(Exercise material Opens)

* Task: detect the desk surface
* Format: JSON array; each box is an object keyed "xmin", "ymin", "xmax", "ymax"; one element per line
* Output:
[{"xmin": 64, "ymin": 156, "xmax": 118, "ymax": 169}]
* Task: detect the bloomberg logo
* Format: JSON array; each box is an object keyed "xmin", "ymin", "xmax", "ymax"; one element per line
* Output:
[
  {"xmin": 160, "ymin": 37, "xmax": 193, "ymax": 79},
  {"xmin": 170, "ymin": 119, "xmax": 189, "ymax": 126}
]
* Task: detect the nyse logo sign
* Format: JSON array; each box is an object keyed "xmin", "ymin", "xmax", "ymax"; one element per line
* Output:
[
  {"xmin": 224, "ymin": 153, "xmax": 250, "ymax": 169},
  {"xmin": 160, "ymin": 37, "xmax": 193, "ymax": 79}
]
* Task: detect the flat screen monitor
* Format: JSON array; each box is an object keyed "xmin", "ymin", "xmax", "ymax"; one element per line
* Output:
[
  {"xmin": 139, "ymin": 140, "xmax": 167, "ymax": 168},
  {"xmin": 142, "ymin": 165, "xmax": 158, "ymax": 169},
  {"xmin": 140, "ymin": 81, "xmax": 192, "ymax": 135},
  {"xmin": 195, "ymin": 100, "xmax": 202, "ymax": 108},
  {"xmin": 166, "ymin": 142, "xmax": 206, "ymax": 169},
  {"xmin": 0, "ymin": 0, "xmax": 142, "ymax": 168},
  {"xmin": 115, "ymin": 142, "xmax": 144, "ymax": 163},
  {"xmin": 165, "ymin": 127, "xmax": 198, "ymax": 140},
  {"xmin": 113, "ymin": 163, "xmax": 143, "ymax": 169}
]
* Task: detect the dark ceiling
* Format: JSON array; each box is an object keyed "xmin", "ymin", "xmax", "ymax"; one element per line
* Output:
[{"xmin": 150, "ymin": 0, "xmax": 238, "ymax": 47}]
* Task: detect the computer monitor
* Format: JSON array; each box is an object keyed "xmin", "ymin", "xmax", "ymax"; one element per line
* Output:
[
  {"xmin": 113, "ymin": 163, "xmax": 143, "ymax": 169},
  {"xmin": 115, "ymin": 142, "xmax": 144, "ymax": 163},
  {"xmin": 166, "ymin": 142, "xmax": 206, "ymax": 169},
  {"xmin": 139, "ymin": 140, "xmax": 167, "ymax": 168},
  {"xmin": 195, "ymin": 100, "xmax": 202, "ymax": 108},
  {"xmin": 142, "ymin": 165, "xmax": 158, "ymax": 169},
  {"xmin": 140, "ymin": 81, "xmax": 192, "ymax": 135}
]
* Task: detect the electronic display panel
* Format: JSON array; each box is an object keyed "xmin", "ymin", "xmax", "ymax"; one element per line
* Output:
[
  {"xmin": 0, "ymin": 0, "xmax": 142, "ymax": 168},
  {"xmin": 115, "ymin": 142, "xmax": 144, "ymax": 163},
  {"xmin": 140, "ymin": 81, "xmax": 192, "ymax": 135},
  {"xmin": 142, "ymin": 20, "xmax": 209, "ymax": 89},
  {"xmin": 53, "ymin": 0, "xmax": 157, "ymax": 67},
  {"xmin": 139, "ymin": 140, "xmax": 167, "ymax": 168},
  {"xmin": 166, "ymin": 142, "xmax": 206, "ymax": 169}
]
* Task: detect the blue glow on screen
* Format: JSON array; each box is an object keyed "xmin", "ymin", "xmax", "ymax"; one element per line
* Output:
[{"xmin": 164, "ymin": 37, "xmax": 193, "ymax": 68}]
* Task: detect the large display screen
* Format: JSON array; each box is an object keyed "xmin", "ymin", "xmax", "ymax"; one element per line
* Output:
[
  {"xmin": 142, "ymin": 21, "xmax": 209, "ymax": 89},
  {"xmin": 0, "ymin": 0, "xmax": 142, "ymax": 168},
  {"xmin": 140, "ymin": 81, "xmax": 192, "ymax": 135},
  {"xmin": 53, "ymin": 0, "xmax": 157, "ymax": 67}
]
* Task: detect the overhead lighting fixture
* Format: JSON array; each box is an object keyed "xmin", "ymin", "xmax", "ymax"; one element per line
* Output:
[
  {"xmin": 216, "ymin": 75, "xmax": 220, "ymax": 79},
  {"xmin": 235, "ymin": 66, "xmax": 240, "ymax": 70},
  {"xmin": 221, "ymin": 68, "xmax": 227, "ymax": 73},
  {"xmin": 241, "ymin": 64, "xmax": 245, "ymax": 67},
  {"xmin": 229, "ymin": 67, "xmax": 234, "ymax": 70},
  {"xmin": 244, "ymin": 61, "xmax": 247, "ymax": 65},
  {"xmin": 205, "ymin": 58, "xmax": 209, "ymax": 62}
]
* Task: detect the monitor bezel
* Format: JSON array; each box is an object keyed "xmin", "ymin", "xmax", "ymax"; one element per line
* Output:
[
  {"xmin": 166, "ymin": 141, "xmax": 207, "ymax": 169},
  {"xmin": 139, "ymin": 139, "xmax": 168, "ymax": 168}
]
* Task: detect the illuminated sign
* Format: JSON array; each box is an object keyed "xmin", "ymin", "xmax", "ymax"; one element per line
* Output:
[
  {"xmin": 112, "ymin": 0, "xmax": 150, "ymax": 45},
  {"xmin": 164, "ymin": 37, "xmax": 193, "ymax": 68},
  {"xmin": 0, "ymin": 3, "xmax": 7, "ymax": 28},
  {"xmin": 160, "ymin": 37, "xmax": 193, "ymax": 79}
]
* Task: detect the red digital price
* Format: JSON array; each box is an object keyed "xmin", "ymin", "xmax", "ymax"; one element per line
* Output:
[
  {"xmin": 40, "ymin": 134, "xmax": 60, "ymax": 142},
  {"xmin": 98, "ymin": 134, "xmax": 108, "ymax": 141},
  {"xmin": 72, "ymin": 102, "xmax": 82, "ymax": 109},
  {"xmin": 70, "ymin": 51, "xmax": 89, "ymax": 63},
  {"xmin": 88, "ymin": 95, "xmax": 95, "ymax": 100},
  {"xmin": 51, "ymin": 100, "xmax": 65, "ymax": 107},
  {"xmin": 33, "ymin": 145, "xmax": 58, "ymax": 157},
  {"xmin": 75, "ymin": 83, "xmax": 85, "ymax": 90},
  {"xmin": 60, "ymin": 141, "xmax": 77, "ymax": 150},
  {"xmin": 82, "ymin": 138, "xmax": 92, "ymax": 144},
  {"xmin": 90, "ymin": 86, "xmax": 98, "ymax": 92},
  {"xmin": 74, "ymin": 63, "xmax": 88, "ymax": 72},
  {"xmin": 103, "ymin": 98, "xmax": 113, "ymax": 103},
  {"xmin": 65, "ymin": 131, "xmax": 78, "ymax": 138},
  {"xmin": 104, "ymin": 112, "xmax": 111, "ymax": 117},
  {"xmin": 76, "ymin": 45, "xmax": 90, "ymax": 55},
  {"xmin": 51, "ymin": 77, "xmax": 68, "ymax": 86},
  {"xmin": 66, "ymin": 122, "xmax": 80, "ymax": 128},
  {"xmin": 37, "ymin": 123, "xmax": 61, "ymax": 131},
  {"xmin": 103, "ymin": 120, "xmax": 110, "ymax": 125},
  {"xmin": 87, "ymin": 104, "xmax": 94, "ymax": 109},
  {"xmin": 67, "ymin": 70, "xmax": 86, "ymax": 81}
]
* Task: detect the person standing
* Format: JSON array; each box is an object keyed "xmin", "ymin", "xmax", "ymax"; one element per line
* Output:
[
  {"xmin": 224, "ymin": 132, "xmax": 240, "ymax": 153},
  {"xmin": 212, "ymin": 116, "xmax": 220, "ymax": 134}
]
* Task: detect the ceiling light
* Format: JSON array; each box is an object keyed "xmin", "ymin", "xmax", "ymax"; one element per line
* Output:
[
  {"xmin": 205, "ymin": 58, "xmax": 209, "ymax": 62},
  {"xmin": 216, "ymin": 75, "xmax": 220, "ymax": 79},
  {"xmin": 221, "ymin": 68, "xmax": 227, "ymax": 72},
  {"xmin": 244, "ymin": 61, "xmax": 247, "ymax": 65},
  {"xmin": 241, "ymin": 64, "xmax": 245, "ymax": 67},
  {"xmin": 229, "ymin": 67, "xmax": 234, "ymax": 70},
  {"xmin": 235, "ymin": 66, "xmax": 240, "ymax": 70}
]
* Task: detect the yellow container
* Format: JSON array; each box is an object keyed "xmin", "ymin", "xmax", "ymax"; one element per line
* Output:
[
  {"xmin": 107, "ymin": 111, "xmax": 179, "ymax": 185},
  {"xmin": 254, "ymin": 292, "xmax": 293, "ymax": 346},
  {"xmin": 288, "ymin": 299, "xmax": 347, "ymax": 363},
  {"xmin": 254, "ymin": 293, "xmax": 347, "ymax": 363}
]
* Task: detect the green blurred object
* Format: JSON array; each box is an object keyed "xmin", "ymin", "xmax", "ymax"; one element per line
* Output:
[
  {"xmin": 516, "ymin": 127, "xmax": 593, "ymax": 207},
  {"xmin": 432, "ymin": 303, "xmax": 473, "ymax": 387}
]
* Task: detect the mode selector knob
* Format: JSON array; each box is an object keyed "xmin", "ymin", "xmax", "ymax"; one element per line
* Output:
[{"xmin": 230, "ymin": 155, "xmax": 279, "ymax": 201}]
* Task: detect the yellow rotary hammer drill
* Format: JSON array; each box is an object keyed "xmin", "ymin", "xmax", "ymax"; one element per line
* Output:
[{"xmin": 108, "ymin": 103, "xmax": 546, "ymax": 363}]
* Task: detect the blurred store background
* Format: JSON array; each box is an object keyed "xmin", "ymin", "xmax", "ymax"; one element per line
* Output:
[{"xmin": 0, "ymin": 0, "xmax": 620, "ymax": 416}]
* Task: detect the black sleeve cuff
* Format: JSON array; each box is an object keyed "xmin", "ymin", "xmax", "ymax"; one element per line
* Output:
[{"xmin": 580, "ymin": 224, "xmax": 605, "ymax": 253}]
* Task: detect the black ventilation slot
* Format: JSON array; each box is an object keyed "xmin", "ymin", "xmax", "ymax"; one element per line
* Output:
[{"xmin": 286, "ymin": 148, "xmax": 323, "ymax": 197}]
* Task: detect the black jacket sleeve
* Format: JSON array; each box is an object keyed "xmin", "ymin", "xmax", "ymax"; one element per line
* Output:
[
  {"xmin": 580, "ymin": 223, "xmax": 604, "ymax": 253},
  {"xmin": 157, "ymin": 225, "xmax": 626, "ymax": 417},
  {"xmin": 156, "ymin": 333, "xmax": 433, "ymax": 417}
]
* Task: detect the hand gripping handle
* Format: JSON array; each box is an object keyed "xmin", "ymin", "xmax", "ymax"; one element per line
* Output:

(Exercise material Closes)

» Task description: Reply with every line of the listing that has the string "blurred".

» Written response:
* Task: detect the green blurred object
* Task: detect the blurred store background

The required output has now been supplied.